* _Gestellte Aufgabe a_
Sammle aus den Zeilen weiter unten alle, in denen die Zeichenfolge „Reviewer“ vorkommt. Die Groß- und Kleinschreibung zählt dabei.

* _Angezeigter Text_
Wales: Ein Reiseziel für Surfer zu jeder Jahreszeit
Mit einer Küstenlänge von rund 2.700 Kilometern und einer einzigartigen Mischung aus Atlantiklage, Tidenhub und rauer Schönheit bietet Wales ein unvergleichliches Surferlebnis, das von anfängerfreundlichen Beach Breaks bis hin zu erstklassigen Riff- und Point Breaks für geübtere Surfer alles zu bieten hat.
Wenn wir von „guten Surfbedingungen“ sprechen, meinen wir damit eigentlich zwei verschiedene Dinge: Zum einen sind damit gleichmäßige Wellen gemeint, also Orte, an denen fast jeden Tag Wellen brechen. Zum anderen sind damit eher seltene, aber perfekt geformte Wellen gemeint. Ob man nun einen langen Point Break entlangfliegt oder eine Inside-Out-Slab nimmt – Wales hat all das zu bieten.

* _Daten zur Aufgabe_
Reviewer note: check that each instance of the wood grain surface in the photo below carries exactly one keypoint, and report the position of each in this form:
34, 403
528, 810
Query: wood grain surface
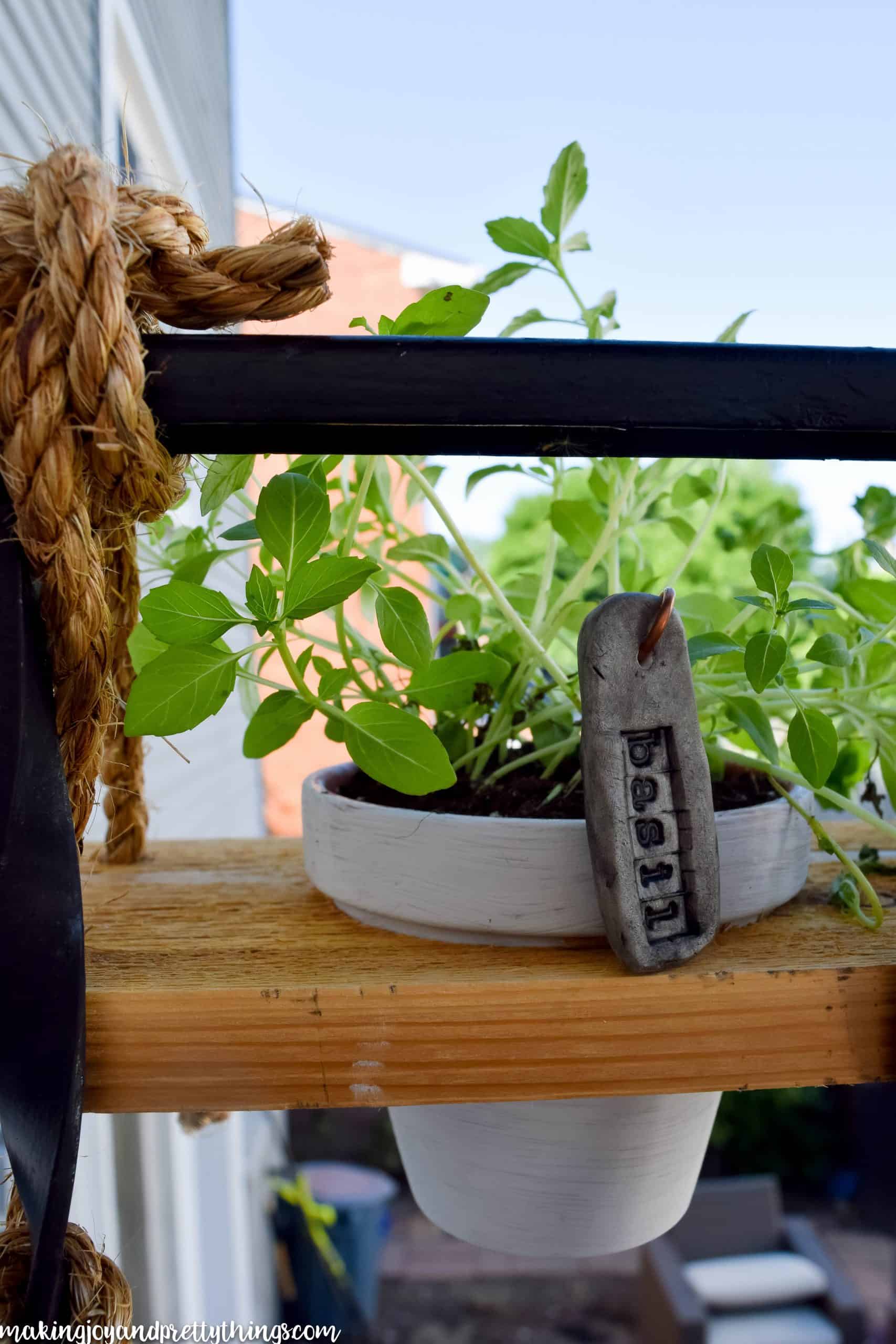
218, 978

--

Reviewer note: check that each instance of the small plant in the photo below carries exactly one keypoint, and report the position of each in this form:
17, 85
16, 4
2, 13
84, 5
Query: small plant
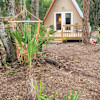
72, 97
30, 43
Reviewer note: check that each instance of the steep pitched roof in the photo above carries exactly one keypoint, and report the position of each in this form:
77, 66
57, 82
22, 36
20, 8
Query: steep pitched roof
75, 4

* _Gestellte Aufgabe b_
Prüfe, ob die folgenden Aussagen mit dem Text über das Surfen in Wales übereinstimmen, und belege jede Antwort mit einem wörtlichen Zitat aus diesem Text: (i) Die Küste von Wales ist rund 2.700 Kilometer lang. (ii) Wales bietet ausschließlich Beach Breaks für Anfänger. (iii) Mit „guten Surfbedingungen“ sind zwei verschiedene Dinge gemeint.

* _Richtige Antwort a_
Reviewer note: check that each instance of the wood grain surface in the photo below carries exactly one keypoint, and report the position of each in this form:
Reviewer note: check that each instance of the small plant in the photo below carries exactly one keypoint, and report the position of each in this form:
Reviewer note: check that each instance of the steep pitched roof in the photo above carries exactly one keypoint, and report the position of each in this form:

* _Richtige Antwort b_
(i) Ja: „Mit einer Küstenlänge von rund 2.700 Kilometern“
(ii) Nein: „von anfängerfreundlichen Beach Breaks bis hin zu erstklassigen Riff- und Point Breaks für geübtere Surfer“
(iii) Ja: „meinen wir damit eigentlich zwei verschiedene Dinge“